Lista de tarefas.
(a) No texto sobre as eleições presidenciais na França, com que placar terminaram as eleições de 2017?
(b) Continue o texto sobre as eleições presidenciais na França a partir de onde ele termina.

Trecho do documento.
::::::::::

Por outro lado, é importante destacar o crescimento de Le Pen também nas intenções de voto no segundo turno. Em 2017, as eleições terminaram com 66% a 34% para Macron, o que representou uma vitória larga, ainda que um índice extremamente importante de votos para a extrema direita. As últimas pesquisas de intenção de voto aponta para um empate técnico no segundo turno: a Harris Interactive apontou 51,5% a 48,5% para Macron, enquanto a Elabe registrou 51% a 49% – ambas realizadas entre 7 e 8 de abril. Pela primeira vez na história da França, a extrema-direita neofascista pode entrar no segundo turno com chances reais de ganhar a presidência.
Mélenchon o melhor colocado à esquerda
No campo que vai da centro-esquerda até a extrema-esquerda, o cenário é muito mais pulverizado. O principal candidato aqui é Jean-Luc Mélenchon com a frente L’Union Populaire. O programa de Mélenchon é um importante conjunto de reformas como a saída da OTAN, recuperação orçamentária dos países em relação a União Europeia, aposentadoria aos 60 anos, imposto progressivo, aumento dos salários e limite para os salários mais altos, entre outras medidas. Esse programa representa um conjunto de medidas reformistas progressivas, porém, não é uma proposta de ruptura com o sistema. Como explica a deputada Danièle Obono, a estratégia é uma “transformação social, democrática e ecológica” que passa pela “tomada do poder democrático e majoritário, nos quadros das instituições burguesas parlamentares contemporâneas” (7).

::::::::::

Linhas.
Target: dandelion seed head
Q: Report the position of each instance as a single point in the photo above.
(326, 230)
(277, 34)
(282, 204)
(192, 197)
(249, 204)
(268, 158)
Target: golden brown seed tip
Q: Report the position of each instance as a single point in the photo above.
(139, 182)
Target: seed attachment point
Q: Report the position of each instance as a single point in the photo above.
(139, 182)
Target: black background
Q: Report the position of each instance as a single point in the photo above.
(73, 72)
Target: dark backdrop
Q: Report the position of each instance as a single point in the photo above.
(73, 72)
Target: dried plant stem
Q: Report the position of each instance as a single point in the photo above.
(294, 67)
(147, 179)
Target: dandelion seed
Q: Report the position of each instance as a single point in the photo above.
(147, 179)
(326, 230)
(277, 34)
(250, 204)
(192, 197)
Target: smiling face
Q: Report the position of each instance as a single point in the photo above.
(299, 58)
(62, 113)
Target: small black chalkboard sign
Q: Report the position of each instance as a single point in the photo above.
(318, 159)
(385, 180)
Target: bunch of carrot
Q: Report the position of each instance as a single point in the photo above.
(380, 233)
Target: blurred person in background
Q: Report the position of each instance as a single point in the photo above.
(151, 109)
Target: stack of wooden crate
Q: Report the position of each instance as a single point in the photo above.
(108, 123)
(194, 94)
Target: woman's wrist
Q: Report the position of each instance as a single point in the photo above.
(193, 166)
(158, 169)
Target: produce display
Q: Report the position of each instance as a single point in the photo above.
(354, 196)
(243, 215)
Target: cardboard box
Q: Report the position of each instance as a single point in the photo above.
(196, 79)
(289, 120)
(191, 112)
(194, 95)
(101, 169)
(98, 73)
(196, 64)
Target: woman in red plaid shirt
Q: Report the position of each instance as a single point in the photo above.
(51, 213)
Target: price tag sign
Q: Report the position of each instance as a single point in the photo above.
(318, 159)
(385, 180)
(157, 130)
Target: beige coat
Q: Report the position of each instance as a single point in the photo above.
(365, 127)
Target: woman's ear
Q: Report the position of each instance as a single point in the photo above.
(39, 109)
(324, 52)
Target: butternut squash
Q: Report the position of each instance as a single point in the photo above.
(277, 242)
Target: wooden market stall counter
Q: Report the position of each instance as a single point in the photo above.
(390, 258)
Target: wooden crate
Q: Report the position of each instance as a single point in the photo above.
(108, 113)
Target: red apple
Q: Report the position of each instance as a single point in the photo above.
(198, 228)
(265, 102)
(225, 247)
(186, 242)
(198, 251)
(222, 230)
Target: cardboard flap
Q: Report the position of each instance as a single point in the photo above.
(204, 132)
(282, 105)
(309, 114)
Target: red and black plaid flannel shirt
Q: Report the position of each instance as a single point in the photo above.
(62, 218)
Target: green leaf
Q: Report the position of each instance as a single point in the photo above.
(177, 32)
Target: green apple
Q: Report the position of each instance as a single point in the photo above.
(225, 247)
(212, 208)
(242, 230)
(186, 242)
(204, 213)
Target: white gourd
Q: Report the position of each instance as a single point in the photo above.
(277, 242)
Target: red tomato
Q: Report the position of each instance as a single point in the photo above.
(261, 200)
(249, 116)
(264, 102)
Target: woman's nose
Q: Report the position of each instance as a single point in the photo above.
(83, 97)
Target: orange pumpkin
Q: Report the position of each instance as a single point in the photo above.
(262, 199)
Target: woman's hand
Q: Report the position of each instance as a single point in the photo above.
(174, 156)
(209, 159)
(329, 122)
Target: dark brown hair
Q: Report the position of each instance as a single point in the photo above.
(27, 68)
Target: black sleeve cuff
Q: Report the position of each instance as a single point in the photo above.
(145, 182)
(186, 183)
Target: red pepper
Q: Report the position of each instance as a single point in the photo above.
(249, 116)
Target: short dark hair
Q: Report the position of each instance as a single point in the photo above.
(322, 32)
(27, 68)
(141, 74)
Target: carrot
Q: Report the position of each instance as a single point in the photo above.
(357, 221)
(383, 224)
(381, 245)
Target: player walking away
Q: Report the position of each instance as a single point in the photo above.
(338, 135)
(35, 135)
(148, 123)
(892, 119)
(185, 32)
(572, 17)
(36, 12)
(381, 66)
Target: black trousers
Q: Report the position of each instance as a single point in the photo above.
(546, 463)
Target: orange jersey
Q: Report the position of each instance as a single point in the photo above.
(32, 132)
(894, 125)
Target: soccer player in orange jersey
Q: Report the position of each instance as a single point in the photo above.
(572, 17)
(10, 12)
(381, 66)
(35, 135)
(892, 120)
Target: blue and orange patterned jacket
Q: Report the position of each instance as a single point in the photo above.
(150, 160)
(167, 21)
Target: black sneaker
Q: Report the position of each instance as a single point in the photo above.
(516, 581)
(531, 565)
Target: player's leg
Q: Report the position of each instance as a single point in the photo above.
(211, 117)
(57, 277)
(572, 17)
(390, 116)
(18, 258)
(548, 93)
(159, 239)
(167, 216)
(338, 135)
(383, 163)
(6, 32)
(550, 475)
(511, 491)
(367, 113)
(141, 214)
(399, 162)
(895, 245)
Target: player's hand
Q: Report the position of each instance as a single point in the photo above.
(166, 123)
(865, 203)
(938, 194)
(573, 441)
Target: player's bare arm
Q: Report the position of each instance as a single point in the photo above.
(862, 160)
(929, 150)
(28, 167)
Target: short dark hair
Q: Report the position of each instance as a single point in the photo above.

::::::::::

Respostas das tarefas.
(a) Terminaram com 66% a 34% para Macron.

(b)
A dinâmica de Mélenchon é a melhor entre todos os candidatos. Se compararmos a pesquisa da Ifop de março e abril, Mélenchon saiu de 10,5% para 17,5% na última pesquisa realizada entre 4 e 7 de abril – na Ipsos, aparece também com o mesmo índice. Nessa última pesquisa, vale pontuar que Mélenchon também pode se beneficiar do voto útil: principalmente do deslocamento de voto de Jadot (35% dos seus eleitores escolheram Mélenchon como segundo candidato) e de Roussel (o mesmo percentual). Apesar da distância entre Le Pen e Mélenchon ser grande, 5%, não podemos descartar uma aproximação na hora que as urnas abrirem.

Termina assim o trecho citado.